**ENTRIES SUPPLIED**
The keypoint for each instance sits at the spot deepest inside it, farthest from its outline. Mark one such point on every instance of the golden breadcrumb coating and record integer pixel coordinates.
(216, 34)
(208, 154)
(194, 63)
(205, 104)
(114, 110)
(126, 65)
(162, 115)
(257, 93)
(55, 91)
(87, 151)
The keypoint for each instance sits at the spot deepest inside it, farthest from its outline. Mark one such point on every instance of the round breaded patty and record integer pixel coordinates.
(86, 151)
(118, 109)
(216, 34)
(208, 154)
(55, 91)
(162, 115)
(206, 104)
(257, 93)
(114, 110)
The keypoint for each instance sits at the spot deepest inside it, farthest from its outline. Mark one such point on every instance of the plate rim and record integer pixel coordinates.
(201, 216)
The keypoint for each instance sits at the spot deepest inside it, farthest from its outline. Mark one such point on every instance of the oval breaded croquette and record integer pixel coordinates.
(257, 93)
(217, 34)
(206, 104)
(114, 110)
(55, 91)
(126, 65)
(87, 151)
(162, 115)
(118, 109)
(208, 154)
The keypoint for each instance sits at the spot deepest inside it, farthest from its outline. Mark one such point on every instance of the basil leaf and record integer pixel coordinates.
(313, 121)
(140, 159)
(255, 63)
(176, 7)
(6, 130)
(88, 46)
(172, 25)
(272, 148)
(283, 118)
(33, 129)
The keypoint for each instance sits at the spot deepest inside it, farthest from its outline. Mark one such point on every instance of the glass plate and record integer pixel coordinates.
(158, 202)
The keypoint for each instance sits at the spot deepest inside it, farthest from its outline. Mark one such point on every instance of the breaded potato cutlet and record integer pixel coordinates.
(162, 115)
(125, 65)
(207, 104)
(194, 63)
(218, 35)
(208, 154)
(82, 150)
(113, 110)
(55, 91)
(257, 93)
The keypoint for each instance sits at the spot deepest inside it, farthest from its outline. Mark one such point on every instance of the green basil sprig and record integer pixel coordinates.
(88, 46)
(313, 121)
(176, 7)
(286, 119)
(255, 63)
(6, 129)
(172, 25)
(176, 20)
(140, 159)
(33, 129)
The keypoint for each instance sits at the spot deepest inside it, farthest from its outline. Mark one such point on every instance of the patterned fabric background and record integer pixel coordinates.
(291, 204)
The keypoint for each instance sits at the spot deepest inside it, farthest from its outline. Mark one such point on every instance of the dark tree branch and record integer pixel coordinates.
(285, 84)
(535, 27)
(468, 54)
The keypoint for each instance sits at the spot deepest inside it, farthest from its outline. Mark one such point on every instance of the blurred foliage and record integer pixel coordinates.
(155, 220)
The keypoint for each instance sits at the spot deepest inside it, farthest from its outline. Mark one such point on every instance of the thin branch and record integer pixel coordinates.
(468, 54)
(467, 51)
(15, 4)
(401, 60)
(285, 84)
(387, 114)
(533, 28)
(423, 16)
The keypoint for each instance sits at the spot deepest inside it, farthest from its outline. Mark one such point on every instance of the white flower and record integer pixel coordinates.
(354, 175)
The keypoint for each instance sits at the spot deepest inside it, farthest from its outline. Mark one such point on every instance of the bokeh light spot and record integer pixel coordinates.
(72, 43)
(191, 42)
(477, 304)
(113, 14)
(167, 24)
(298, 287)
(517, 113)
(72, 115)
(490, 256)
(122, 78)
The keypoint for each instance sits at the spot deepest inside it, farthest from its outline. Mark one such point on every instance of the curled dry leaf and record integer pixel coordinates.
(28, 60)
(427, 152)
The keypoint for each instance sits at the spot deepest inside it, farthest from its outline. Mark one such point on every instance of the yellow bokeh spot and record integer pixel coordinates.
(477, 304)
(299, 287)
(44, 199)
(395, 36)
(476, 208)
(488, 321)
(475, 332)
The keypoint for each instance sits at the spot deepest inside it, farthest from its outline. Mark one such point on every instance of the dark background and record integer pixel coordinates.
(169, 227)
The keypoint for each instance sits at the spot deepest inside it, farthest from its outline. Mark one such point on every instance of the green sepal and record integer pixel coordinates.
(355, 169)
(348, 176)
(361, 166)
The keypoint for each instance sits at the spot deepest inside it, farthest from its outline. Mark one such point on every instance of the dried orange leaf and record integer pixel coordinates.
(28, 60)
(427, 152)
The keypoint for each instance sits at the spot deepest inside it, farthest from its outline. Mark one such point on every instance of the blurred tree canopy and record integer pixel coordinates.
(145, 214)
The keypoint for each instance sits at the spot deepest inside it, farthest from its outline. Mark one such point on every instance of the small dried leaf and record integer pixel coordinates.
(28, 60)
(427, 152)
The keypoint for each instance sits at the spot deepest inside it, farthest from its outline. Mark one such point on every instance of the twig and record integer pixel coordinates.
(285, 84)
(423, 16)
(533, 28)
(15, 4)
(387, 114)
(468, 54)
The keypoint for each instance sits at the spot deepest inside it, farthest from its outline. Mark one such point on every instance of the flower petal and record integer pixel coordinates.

**WHAT YOU SHOULD DO**
Render every line of the items above as a Markdown table with the columns Row and Text. Put the row number in Row, put the line in Text, and leave out blank lines.

**ANSWER TO THIS PROBLEM**
| Row | Text |
|---|---|
| 1 | The keypoint for each instance sits at the spot deepest inside it, farthest from its outline. Mark one such point on every instance of the golden breadcrumb coating and record integer pixel coordinates. |
| 2 | (216, 34) |
| 3 | (208, 154) |
| 4 | (194, 63) |
| 5 | (205, 104) |
| 6 | (114, 110) |
| 7 | (126, 65) |
| 8 | (162, 115) |
| 9 | (257, 93) |
| 10 | (55, 91) |
| 11 | (87, 151) |
| 12 | The keypoint for each instance sits at the spot deepest inside it, farthest from its outline. Mark one such point on every instance of the round breaded patty and record integer pixel coordinates. |
| 13 | (86, 151) |
| 14 | (118, 109) |
| 15 | (216, 34) |
| 16 | (208, 154) |
| 17 | (55, 91) |
| 18 | (162, 115) |
| 19 | (206, 104) |
| 20 | (257, 93) |
| 21 | (114, 110) |
| 22 | The keypoint for each instance sits at the spot deepest inside it, farthest from its outline. Mark one such point on every instance of the plate rim and record integer pixel coordinates. |
| 23 | (201, 216) |
| 24 | The keypoint for each instance sits at the spot deepest inside it, farthest from its outline. Mark one such point on every instance of the oval breaded croquette and record integer pixel coordinates. |
| 25 | (257, 93) |
| 26 | (217, 34) |
| 27 | (206, 104) |
| 28 | (114, 110) |
| 29 | (55, 91) |
| 30 | (126, 65) |
| 31 | (87, 151) |
| 32 | (162, 115) |
| 33 | (118, 109) |
| 34 | (208, 154) |
| 35 | The keypoint for each instance sits at the spot deepest inside it, farthest from its outline. Mark one such point on every instance of the basil leaf and record integer pixel coordinates. |
| 36 | (313, 121) |
| 37 | (140, 159) |
| 38 | (255, 63) |
| 39 | (176, 7) |
| 40 | (6, 130) |
| 41 | (88, 46) |
| 42 | (172, 25) |
| 43 | (272, 148) |
| 44 | (283, 118) |
| 45 | (33, 129) |
| 46 | The keypoint for each instance sits at the spot deepest inside it, farthest from its outline. Mark one such point on every instance of the glass plate and record integer pixel coordinates. |
| 47 | (158, 202) |
| 48 | The keypoint for each instance sits at the spot deepest inside it, farthest from its outline. Mark one such point on every instance of the breaded potato cutlet and record integer pixel coordinates. |
| 49 | (162, 115) |
| 50 | (125, 65) |
| 51 | (207, 104) |
| 52 | (194, 63) |
| 53 | (218, 35) |
| 54 | (208, 154) |
| 55 | (82, 150) |
| 56 | (113, 110) |
| 57 | (55, 91) |
| 58 | (257, 93) |
| 59 | The keypoint for each instance sits at the spot deepest inside it, farthest from its outline. Mark one such point on every instance of the green basil sprig and record integer pixel coordinates. |
| 60 | (88, 46) |
| 61 | (313, 121) |
| 62 | (176, 7) |
| 63 | (286, 119) |
| 64 | (255, 63) |
| 65 | (6, 129) |
| 66 | (172, 25) |
| 67 | (176, 20) |
| 68 | (140, 159) |
| 69 | (33, 129) |
| 70 | The keypoint for each instance sits at the spot deepest inside it, farthest from its outline. Mark one such point on every instance of the patterned fabric background and record integer pixel coordinates. |
| 71 | (291, 204) |
| 72 | The keypoint for each instance sits at the spot deepest inside it, farthest from its outline. Mark one such point on every instance of the dark tree branch and record integer pixel coordinates. |
| 73 | (285, 84) |
| 74 | (535, 27) |
| 75 | (468, 54) |
| 76 | The keypoint for each instance sits at the spot deepest inside it, farthest from its outline. Mark one such point on every instance of the blurred foliage and record integer pixel coordinates. |
| 77 | (155, 220) |
| 78 | The keypoint for each instance sits at the spot deepest inside it, farthest from its outline. Mark one such point on every instance of the thin branch and record integer pixel coordinates. |
| 79 | (468, 54) |
| 80 | (467, 51) |
| 81 | (15, 4) |
| 82 | (401, 60) |
| 83 | (285, 84) |
| 84 | (387, 114) |
| 85 | (533, 28) |
| 86 | (423, 16) |
| 87 | The keypoint for each instance sits at the spot deepest inside it, farthest from its outline. Mark one such point on every instance of the white flower and record integer pixel coordinates. |
| 88 | (354, 175) |
| 89 | The keypoint for each instance sits at the spot deepest inside it, farthest from its outline. Mark one such point on every instance of the bokeh light spot and record integer pixel coordinates. |
| 90 | (72, 43) |
| 91 | (191, 42) |
| 92 | (477, 304) |
| 93 | (113, 14) |
| 94 | (167, 24) |
| 95 | (298, 287) |
| 96 | (517, 113) |
| 97 | (72, 115) |
| 98 | (490, 256) |
| 99 | (122, 78) |
| 100 | The keypoint for each instance sits at the spot deepest inside it, farthest from its outline. Mark one such point on every instance of the curled dry leaf and record integer pixel coordinates. |
| 101 | (28, 60) |
| 102 | (427, 152) |
| 103 | The keypoint for each instance sits at the spot deepest inside it, farthest from its outline. Mark one such point on every instance of the yellow bokeh spot and record integer pixel coordinates. |
| 104 | (477, 304) |
| 105 | (299, 287) |
| 106 | (44, 199) |
| 107 | (395, 36) |
| 108 | (476, 208) |
| 109 | (488, 321) |
| 110 | (475, 332) |
| 111 | The keypoint for each instance sits at the spot deepest inside it, farthest from its outline. Mark one such point on every instance of the dark background and record integer pixel coordinates. |
| 112 | (169, 227) |
| 113 | The keypoint for each instance sits at the spot deepest inside it, farthest from its outline. Mark one such point on every instance of the green sepal and record integer pixel coordinates. |
| 114 | (355, 169) |
| 115 | (348, 176) |
| 116 | (361, 166) |
| 117 | The keypoint for each instance sits at the spot deepest inside it, farthest from its outline. Mark one such point on every instance of the dried orange leaf and record integer pixel coordinates. |
| 118 | (28, 60) |
| 119 | (427, 152) |
| 120 | The keypoint for each instance sits at the spot deepest inside it, farthest from its outline. Mark one such point on every instance of the blurred tree canopy and record integer pixel coordinates. |
| 121 | (145, 214) |
| 122 | The keypoint for each instance sits at the spot deepest inside it, farthest from its outline. Mark one such point on every instance of the small dried leaf and record integer pixel coordinates. |
| 123 | (28, 60) |
| 124 | (427, 152) |
| 125 | The keypoint for each instance sits at the spot deepest inside it, farthest from its outline. Mark one such point on every instance of the twig and record integer pixel coordinates. |
| 126 | (285, 84) |
| 127 | (423, 16) |
| 128 | (533, 28) |
| 129 | (15, 4) |
| 130 | (387, 114) |
| 131 | (468, 54) |
| 132 | The keypoint for each instance sits at the spot deepest inside it, farthest from its outline. Mark one such point on every instance of the flower petal and record integer pixel coordinates. |